CHALLENGE =
Select every line in the records below that contains the word "dark", and copy each such line without alteration.

SOURCE MATERIAL =
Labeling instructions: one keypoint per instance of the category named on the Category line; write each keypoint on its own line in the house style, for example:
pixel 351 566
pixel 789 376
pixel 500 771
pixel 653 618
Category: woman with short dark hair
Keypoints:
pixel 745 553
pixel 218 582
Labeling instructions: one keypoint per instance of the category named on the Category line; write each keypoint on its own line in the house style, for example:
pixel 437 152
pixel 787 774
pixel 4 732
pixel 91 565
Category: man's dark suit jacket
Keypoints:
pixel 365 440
...
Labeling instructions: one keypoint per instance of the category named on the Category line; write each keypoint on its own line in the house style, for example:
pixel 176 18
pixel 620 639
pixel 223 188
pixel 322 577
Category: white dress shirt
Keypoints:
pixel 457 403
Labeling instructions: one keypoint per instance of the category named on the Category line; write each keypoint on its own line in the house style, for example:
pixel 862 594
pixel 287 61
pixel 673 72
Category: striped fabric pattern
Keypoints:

WORKED ANSWER =
Category: woman with short dark hair
Category: man's dark suit jacket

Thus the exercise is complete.